## GOALS
**1)** Recast the paragraph of the article on Gartner's top strategic technologies for 2010 that begins "Jones said cloud computing continues to grow" as a short bulleted list that keeps its main facts.
**2)** Set down, word for word, the passage of the article on Gartner's top strategic technologies for 2010 starting at "Gartner senior analyst" and ending at "throughout the year.".

## DOCUMENT EXCERPT
:::::
[Offtopic] strategic technologies

stephen at melbpc.org.au stephen at melbpc.org.au
Mon Nov 23 00:15:21 EST 2009


http://www.pcworld.com/businesscenter      November 21, 2009 3:00 PM 


 'Top 10 Strategic Technologies for 2010'


At this week's Gartner Symposium in Sydney, the analyst firm presented 
its top 10 strategic technologies for 2010.

Gartner senior analyst and mobile guru, Nick Jones, presented the 
strategic technologies, and defined them as the ones which will impact 
CIOs within the mainstream enterprise between the next 12 to 36 months.

"Strategic technologies will drive significant change, disruption, 
modifications to your strategy," Jones said, urging all CIOs to 
explicitly address them in their strategy, plans and IT architecture.

However, he warned this list is not exclusive, and there are likely to be 
more strategic technologies that CIOs should track throughout the year.


Top 10 strategic technologies 2010:

Cloud Computing
Jones said cloud computing continues to grow in importance. According to 
Gartner, the three important areas of corporate use of the cloud are 
consumption of cloud services, developing cloud based applications and 
implementing private cloud computing environments.

"Not everything is appropriate in a public cloud at this point in time," 
Jones said. "Regulatory and maturity issues may mean you don't want to 
put things on public clouds, but you may want to experiment with cloud 
computing, so private clouds may be the answer."

He said CIOs are going to need to explore cloud computing at many 
different levels of the organisation.


Virtualization for Availability
Virtualization has been very popular in past top 10 lists as a 
consolidation technique but Jones said "migration and system 
availability" is a new use that's begun to emerge.

"With live migration what you can do is take the data and state of a 
virtual machine, take it off one virtual machine and put it onto another 
virtual machine, and at some point the application can stop executing -- 
the last instruction executes on your previous machine, and the next 
instruction executes of your new machine," Jones said, adding that you 
are effectively teleporting your application.
:::::
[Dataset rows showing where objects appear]
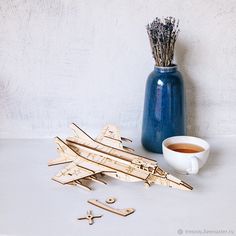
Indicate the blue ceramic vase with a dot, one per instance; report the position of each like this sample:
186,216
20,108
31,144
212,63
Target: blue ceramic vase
164,107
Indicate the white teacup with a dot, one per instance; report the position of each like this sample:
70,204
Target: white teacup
181,161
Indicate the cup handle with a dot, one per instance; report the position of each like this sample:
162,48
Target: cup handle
194,166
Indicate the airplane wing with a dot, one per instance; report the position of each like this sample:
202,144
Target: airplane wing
80,168
111,136
75,172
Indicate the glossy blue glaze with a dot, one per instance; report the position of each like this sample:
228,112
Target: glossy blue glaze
164,107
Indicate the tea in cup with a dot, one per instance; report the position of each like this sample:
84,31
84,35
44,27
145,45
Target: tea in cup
186,154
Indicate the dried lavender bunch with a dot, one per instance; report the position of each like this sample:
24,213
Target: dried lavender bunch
163,35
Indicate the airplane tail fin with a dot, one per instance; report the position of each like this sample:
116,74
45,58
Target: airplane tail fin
79,133
66,153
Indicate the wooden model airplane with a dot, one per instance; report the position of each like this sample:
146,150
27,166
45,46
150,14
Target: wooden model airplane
106,155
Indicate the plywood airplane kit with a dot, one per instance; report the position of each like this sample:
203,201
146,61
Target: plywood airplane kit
88,157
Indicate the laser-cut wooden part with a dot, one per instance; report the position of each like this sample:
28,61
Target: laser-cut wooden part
110,200
107,155
89,217
121,212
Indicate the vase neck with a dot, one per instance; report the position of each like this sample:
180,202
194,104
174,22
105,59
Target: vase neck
167,69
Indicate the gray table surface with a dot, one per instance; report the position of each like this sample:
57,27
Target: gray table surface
32,204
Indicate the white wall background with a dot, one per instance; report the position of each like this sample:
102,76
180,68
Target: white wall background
87,61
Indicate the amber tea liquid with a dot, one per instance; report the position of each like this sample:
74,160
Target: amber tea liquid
185,148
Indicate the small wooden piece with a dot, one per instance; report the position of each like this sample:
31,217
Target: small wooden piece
121,212
89,217
111,200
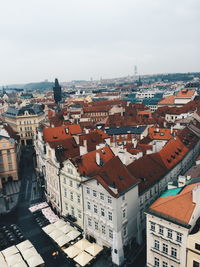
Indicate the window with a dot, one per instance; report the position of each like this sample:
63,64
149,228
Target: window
179,237
79,214
102,212
161,230
110,233
156,262
165,248
125,231
101,196
197,246
72,210
88,205
196,264
78,198
103,229
95,209
96,226
110,216
88,190
109,200
124,213
153,226
156,244
89,222
65,192
169,233
174,252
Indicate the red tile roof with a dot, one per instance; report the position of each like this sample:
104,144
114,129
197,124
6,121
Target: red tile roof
179,207
87,163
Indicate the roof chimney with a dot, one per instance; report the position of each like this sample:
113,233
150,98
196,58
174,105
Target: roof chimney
196,194
98,158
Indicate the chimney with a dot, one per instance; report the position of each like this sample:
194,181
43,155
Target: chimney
98,158
196,195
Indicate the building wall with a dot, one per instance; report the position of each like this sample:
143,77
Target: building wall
8,160
71,192
167,243
193,254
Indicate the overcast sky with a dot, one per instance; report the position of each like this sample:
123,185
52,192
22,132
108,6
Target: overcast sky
79,39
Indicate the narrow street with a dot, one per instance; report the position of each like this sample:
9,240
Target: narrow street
25,220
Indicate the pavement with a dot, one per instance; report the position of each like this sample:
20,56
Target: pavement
30,194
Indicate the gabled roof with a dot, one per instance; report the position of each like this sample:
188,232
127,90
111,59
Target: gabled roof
87,165
65,149
179,207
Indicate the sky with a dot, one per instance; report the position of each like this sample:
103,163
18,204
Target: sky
80,39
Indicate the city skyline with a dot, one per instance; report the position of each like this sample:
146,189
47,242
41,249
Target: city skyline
78,40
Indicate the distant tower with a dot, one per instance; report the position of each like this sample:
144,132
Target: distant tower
57,92
135,70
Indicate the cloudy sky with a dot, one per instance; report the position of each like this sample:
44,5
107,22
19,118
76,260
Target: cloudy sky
79,39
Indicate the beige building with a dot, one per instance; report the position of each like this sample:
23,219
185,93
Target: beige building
8,158
24,121
193,250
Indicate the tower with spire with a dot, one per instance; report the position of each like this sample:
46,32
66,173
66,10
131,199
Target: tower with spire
57,92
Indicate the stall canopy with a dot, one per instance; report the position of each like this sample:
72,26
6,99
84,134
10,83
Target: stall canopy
24,245
66,228
14,259
83,258
10,251
82,244
35,261
62,240
49,228
73,234
72,251
94,249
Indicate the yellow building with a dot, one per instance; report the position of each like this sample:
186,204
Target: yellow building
193,250
24,121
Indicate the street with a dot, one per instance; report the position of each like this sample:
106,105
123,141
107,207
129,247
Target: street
23,217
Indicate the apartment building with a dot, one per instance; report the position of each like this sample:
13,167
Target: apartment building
170,219
24,121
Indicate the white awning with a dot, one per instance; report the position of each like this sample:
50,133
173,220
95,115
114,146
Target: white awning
35,261
94,249
60,223
72,251
10,251
29,253
83,258
24,245
62,240
49,228
66,228
83,244
73,234
55,234
14,259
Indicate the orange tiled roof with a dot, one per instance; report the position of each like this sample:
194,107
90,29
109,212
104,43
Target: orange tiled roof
179,206
159,133
185,93
168,100
87,163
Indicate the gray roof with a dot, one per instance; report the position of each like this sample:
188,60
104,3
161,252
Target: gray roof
33,109
126,130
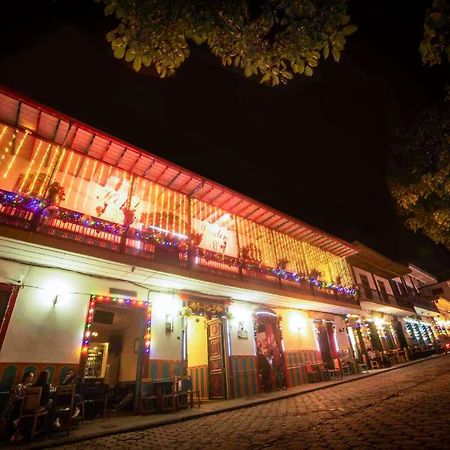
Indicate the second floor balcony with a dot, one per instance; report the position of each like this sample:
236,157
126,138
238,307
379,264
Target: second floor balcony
163,250
384,298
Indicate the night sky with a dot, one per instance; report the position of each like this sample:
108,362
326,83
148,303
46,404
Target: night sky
317,149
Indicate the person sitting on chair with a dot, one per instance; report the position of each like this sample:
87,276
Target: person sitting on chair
12,410
72,378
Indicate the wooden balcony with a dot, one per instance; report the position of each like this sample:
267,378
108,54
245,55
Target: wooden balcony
162,249
383,298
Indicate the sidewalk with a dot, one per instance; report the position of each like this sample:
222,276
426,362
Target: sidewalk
122,424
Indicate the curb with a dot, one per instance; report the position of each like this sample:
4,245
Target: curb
256,402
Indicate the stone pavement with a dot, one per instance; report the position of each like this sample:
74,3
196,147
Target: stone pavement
406,408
:::::
## TASK-BY-TASK SOLUTIONS
**1)**
- Jones said cloud computing continues to grow in importance.
- Gartner names three important areas of corporate cloud use:
  - consuming cloud services
  - developing cloud-based applications
  - implementing private cloud computing environments

**2)**
Gartner senior analyst and mobile guru, Nick Jones, presented the 
strategic technologies, and defined them as the ones which will impact 
CIOs within the mainstream enterprise between the next 12 to 36 months.

"Strategic technologies will drive significant change, disruption, 
modifications to your strategy," Jones said, urging all CIOs to 
explicitly address them in their strategy, plans and IT architecture.

However, he warned this list is not exclusive, and there are likely to be 
more strategic technologies that CIOs should track throughout the year.